[TEXT BLOCK]

Electro-encephalography (EEG) and/or the tourniquet method are routinely used to monitor seizure activity. A tourniquet method involves inflating a blood pressure cuff around an extremity to prevent the succinylcholine from reaching the periphery, allowing the psychiatrist to witness the tonic-clonic phase of the seizure. These tonic-clonic muscle contractions elicited in the leg could have dislodged the clot. The use of a tourniquet, either independently or in tandem with the seizure, might have caused dislodgment of the thrombus, as there are reported cases of clot dislodgment with use of tourniquet during lower limb surgery [7–13], though never reported with ECT. Most clinically important PEs originate from proximal DVT of the leg (popliteal, femoral, or iliac veins) [28], and with DVT’s in her femoral and popliteal veins, our patient had a potential source of emboli which was undiagnosed until later. The use of a tourniquet in the upper limb rather than the lower limb to monitor seizure activity would have reduced the chances of clot dislodgement and the resulting PE, as incidence of upper limb DVT is significantly less, about 1%, in patients diagnosed of upper extremity DVT [29]. But, one should be cautious using upper limb tourniquets, especially in patients with underlying osteoporosis, as there has been a case of wrist fracture during an ECT using an upper limb tourniquet [30], in which case an ECT should preferably performed using succinylcholine and without the cuff method. Whether the five electrical stimulations given to our patient, which was more than the usual 1–3 stimulations routinely given to elicit a seizure, further or independently contributed to the dislodgement of the clot is unclear, though the possibility, however unlikely, cannot be ruled out. Adequate ventilation must be assured when higher number of restimulations are required – as mentioned earlier, hypoxia is one of known possible causes of of pulseless electrical activity [4–6].

[/TEXT BLOCK]
[PROVIDED DATA]

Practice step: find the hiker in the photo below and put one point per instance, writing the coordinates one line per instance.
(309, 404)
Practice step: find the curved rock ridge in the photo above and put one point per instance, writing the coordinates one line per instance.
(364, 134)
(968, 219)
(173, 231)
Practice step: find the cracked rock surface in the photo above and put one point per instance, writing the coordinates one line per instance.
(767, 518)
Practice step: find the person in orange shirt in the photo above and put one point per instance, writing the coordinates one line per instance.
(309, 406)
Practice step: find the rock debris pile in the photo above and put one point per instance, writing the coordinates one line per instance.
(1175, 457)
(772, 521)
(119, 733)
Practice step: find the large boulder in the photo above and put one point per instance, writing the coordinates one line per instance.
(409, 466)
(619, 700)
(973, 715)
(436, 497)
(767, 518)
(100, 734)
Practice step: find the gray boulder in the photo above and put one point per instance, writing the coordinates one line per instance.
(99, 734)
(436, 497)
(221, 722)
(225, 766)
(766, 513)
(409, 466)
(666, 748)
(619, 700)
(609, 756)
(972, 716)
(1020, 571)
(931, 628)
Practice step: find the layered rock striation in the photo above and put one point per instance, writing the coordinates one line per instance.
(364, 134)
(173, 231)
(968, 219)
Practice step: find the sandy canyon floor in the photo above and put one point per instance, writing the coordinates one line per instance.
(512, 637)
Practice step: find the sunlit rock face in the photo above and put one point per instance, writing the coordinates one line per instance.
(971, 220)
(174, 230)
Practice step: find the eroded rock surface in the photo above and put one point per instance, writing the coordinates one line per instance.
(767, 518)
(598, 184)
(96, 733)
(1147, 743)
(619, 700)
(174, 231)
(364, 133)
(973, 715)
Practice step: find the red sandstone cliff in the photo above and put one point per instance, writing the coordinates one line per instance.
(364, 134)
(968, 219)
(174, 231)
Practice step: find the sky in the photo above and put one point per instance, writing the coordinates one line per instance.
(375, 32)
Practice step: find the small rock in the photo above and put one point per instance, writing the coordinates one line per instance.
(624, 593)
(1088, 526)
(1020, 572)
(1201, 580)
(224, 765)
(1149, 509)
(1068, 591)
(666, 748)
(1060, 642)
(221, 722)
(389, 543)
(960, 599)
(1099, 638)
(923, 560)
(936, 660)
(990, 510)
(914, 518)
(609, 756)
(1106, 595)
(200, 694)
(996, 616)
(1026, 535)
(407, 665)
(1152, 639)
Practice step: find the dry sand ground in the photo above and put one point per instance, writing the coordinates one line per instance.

[/PROVIDED DATA]

== WORK ITEM ==
Resume the text on clot dislodgment during electroconvulsive therapy, starting after its final sentence. This material has no connection to the text on clot dislodgment during electroconvulsive therapy.

== ANSWER ==
Patients with sudden cardiac arrest of uncertain cause who have a pulseless electrical activity on initial assessment, the prevalence of pulmonary embolus is high [31]. Also, pulseless electrical activity is the most common rhythm abnormality observed during a cardiac arrest that is indicative of an underlying PE [32]. Raizes et al., reported that pulseless electrical activity was responsible for 68% of monitored in hospital deaths [33]. Since mortality following a PE is very high, thrombolysis should be initiated immediately, to achieve return of spontaneous circulation [32]. The diagnosis of an occlusive PE with a pulmonary infarct in our patient was made on the 2nd day after the arrest, as the post-arrest echocardiogram could not properly visualize the right ventricle, making her very fortunate to have survived such a massive occlusive PE with no immediate thrombolysis until later. With the mortality from a PE being extremely high, we suggest that patients who have a cardiac arrest with pulseless electrical activity as the presenting rhythm should be thoroughly investigated to rule out a PE and have thrombolysis initiated at the earliest.

We thus would like to emphasize the fact that patients with severe psychiatric illness, especially those who are elderly and have co-morbid medical conditions and have independent risk factors for PE should have a preoperative doppler for DVT [27] prior to an ECT, along with cardiac evaluation, thus reducing the incidence of PE. Also, selective use of upper limb tourniquets, instead of lower limb tourniquets, to monitor seizure activity will help minimize the occurrence of fatal thrombo-embolic phenomenon during ECT.